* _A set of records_

......

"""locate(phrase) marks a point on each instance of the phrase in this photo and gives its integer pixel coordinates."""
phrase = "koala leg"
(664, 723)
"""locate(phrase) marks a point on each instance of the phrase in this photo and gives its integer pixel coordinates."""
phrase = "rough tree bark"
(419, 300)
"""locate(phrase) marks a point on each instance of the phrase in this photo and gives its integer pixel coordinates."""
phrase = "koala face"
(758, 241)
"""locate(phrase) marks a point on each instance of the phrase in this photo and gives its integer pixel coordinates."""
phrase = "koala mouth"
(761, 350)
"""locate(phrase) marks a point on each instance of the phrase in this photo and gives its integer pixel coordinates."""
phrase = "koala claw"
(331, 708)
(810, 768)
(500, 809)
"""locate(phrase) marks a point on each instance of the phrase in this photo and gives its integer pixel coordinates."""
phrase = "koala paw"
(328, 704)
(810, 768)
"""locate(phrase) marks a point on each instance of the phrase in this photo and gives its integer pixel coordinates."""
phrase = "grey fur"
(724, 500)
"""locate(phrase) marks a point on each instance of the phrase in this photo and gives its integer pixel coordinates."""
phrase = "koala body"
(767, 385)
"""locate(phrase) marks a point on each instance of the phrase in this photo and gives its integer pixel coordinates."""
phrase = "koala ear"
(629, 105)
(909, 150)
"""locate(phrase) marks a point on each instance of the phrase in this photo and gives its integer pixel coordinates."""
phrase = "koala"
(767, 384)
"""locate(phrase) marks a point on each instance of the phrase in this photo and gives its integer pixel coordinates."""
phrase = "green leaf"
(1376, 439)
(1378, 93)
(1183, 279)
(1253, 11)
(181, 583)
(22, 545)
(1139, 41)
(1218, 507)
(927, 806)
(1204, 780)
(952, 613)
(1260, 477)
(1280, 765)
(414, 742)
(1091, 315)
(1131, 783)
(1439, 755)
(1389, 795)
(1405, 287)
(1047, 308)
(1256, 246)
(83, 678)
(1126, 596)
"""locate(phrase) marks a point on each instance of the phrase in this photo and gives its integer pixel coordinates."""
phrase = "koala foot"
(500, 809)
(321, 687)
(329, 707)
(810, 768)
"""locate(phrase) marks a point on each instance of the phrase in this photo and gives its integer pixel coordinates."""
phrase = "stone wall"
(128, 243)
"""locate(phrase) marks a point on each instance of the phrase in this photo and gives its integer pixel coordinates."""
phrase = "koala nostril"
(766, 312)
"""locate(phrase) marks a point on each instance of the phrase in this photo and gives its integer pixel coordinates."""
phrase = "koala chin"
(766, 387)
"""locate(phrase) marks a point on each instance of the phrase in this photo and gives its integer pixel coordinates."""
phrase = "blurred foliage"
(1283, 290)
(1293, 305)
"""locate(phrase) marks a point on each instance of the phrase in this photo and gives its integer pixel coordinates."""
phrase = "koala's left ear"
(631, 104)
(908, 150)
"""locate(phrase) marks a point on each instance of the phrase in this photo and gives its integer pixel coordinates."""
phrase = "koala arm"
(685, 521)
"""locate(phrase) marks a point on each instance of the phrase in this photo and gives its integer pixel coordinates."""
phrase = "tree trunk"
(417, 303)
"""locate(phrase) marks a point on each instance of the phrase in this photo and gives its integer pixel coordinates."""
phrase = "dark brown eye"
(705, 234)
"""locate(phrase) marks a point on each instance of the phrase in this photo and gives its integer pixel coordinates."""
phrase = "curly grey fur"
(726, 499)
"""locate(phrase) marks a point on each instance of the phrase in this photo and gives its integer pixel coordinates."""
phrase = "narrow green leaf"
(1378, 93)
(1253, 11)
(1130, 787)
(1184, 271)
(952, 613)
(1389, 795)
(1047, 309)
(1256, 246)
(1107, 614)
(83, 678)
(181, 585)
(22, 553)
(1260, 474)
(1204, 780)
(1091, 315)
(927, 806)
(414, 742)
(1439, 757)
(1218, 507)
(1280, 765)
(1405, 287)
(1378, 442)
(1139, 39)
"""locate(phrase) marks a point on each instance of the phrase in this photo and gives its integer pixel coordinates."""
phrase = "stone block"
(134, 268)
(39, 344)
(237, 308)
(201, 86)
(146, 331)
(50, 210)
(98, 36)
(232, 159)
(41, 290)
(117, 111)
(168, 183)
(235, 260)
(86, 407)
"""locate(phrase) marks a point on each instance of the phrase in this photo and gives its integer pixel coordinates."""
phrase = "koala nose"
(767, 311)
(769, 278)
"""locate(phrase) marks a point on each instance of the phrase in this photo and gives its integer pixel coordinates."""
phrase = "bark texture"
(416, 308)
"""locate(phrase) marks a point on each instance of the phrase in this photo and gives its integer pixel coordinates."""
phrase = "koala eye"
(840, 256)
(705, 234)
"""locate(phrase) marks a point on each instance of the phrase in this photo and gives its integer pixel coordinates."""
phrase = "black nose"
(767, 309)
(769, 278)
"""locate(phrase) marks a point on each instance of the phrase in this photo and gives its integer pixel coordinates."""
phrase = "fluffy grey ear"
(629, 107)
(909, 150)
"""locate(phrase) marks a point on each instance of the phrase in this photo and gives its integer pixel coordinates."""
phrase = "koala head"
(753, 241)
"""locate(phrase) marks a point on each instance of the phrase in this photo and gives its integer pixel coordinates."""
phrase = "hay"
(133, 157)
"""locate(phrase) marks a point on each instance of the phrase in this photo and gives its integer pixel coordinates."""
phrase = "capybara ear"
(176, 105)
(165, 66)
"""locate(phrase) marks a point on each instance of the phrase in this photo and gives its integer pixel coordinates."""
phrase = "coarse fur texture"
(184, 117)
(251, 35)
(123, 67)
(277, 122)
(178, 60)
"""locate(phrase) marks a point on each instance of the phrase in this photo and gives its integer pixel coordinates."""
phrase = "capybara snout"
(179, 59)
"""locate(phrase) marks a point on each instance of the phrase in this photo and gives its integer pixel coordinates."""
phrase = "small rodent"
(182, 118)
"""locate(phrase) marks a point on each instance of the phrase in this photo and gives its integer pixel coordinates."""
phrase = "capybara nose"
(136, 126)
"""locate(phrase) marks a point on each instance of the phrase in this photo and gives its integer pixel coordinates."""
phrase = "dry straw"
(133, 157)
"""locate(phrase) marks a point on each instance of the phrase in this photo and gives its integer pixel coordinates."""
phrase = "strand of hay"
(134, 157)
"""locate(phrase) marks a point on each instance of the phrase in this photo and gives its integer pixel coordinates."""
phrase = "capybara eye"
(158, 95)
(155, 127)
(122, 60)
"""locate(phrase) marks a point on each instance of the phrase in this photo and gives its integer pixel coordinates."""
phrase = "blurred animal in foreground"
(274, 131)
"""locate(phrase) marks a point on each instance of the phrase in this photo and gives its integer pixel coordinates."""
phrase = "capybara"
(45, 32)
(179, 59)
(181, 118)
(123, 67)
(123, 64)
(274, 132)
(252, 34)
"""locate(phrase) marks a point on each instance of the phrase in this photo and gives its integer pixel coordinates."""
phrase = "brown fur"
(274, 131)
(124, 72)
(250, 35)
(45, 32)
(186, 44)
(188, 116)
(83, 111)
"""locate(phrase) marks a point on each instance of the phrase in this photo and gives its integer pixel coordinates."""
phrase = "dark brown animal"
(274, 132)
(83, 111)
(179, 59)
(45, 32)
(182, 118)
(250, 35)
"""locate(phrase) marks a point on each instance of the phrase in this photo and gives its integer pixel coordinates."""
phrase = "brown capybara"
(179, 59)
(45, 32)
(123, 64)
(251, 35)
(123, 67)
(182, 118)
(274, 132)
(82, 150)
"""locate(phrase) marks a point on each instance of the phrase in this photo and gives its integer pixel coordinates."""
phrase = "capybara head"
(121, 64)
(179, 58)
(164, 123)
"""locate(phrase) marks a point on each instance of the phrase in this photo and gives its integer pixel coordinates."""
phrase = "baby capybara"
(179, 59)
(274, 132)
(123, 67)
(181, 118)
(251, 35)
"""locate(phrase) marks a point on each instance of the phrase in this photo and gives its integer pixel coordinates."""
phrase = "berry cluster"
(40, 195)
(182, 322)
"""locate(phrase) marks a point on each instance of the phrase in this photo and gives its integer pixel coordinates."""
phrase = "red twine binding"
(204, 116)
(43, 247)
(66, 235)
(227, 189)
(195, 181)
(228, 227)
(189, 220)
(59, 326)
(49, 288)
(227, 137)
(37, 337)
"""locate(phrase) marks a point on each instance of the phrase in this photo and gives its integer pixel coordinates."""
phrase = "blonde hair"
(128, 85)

......

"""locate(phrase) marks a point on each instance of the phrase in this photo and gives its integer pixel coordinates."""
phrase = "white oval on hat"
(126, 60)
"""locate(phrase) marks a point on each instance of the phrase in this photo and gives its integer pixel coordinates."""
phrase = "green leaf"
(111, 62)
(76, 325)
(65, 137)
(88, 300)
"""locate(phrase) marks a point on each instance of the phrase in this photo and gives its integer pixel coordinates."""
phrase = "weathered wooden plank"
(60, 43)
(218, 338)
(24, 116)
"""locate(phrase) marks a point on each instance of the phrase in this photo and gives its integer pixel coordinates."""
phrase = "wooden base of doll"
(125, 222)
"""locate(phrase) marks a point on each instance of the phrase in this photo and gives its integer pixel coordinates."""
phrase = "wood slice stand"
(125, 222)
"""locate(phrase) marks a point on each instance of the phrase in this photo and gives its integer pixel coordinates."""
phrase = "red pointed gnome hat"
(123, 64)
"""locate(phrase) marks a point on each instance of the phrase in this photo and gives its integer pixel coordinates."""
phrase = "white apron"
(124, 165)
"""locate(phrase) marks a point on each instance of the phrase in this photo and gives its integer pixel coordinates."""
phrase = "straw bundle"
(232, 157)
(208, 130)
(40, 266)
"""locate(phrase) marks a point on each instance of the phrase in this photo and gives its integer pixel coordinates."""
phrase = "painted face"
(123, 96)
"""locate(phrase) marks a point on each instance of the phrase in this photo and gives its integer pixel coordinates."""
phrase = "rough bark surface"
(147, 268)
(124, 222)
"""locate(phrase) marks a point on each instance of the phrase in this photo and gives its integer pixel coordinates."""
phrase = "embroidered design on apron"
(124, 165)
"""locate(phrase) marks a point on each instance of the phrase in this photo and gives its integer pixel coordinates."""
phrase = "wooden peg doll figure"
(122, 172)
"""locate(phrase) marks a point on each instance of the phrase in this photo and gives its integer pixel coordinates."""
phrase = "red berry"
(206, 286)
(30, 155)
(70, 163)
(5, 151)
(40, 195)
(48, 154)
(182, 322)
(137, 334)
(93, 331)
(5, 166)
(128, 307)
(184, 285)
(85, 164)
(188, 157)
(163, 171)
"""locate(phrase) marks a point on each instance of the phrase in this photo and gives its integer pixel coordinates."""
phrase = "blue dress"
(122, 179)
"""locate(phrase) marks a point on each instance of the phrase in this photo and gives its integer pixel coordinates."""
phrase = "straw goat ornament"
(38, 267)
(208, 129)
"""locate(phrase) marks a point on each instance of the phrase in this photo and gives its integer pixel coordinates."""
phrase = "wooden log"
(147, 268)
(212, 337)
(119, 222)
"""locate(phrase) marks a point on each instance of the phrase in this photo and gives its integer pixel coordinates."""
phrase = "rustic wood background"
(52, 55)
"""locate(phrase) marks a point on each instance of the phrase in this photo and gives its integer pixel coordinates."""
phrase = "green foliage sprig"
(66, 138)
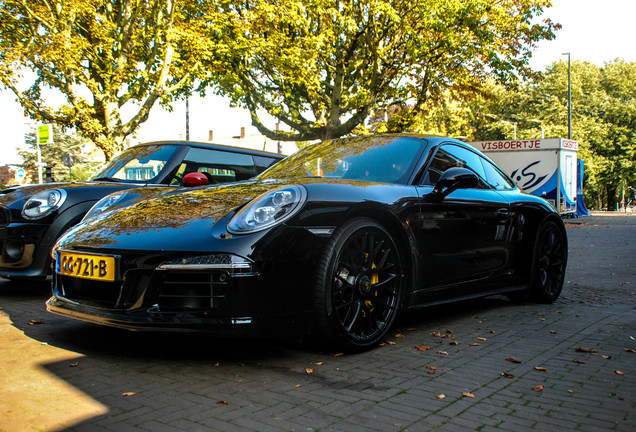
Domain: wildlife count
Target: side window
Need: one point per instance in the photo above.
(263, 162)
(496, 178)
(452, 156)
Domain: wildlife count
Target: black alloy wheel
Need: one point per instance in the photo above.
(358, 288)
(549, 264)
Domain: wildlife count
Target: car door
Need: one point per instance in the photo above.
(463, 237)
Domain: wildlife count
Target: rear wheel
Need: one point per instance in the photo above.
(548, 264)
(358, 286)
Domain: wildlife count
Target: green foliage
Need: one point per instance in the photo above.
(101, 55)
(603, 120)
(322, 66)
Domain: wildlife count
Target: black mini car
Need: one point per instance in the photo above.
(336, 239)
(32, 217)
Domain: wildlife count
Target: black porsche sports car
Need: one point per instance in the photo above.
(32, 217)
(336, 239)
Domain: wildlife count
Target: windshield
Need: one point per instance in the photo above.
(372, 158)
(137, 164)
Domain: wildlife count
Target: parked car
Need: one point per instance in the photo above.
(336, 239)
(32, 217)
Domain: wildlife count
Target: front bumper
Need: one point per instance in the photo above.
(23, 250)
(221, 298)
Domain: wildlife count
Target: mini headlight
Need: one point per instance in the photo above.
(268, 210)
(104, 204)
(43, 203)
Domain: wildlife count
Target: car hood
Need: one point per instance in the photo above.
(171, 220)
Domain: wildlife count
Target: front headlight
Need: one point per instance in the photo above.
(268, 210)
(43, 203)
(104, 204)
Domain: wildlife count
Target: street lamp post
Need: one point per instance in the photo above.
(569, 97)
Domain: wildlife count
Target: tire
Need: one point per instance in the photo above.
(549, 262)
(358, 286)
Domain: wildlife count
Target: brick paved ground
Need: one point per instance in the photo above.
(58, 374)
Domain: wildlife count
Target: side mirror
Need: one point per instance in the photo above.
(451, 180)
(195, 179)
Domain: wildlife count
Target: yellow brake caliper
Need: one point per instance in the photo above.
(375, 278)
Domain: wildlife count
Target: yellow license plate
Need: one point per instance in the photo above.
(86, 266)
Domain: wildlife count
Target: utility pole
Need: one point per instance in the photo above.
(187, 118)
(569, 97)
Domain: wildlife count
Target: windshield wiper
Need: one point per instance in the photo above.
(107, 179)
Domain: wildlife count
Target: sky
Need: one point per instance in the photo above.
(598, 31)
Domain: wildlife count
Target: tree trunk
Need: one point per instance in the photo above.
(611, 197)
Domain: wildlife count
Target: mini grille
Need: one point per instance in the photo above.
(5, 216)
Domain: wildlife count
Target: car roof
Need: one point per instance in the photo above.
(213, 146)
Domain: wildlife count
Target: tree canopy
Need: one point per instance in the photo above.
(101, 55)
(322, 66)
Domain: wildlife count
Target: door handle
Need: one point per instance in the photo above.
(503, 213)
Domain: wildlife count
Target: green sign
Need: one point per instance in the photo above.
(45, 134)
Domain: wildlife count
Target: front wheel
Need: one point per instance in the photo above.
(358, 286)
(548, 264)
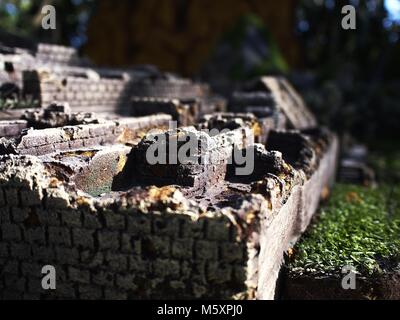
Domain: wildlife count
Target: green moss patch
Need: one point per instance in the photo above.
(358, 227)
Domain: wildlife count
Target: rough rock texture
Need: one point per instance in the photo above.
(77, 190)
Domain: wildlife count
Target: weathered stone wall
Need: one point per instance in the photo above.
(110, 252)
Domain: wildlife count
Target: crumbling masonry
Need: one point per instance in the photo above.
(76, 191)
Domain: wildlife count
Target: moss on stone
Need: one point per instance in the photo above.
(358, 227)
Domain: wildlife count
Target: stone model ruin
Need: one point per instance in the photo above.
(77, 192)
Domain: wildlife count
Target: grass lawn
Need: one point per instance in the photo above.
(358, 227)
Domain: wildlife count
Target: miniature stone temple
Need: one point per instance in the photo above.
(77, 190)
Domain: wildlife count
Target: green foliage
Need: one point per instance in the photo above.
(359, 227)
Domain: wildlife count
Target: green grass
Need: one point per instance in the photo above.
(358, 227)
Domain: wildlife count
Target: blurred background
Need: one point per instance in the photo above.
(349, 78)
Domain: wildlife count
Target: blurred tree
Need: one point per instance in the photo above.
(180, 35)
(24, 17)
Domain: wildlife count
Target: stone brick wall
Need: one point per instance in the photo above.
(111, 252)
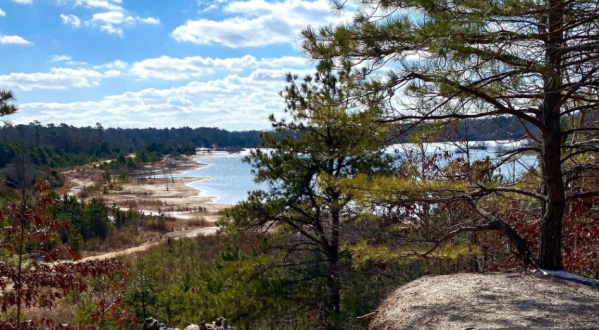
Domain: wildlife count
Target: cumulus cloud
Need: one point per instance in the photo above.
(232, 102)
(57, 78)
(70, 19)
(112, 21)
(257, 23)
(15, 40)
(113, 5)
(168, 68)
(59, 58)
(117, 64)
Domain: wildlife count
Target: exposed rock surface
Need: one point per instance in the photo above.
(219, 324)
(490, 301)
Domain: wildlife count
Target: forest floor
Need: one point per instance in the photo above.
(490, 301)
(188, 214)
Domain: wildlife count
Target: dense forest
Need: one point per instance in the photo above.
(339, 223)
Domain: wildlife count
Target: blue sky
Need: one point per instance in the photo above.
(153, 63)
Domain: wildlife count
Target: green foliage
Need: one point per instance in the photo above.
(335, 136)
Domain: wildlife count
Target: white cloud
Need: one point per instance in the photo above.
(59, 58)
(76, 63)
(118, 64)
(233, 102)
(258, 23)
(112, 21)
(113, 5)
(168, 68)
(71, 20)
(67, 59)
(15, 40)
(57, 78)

......

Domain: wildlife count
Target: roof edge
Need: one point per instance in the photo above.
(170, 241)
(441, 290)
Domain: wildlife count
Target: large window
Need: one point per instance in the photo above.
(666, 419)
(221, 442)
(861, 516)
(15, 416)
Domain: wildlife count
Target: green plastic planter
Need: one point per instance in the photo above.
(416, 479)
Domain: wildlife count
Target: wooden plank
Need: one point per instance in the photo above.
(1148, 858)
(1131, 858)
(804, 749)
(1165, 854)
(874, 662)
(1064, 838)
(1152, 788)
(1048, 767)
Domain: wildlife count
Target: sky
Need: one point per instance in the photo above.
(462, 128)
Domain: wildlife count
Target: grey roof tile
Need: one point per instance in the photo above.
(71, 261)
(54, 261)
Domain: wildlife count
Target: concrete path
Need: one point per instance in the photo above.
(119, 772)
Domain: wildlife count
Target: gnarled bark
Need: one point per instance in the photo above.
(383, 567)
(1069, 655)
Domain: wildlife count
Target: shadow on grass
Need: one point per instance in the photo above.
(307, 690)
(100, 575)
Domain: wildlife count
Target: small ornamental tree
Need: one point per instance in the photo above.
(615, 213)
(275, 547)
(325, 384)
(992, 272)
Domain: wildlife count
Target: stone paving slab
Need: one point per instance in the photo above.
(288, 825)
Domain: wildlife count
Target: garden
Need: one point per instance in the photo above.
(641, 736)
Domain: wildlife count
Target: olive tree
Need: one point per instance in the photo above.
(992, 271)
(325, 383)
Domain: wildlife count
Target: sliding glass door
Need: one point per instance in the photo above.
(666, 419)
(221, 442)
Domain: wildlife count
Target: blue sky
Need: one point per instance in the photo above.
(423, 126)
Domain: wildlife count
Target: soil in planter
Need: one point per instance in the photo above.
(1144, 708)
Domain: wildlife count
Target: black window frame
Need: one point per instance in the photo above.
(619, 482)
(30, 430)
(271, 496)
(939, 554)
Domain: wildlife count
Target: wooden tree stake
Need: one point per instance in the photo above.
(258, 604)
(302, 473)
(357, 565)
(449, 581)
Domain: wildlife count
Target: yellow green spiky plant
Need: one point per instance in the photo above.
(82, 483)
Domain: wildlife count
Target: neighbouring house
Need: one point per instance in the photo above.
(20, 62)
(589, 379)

......

* _TASK STATEMENT_
Count how many lines of the records contain the string "rough", taking case into account, and give only the number.

* _SOLUTION TO THE PROBLEM_
3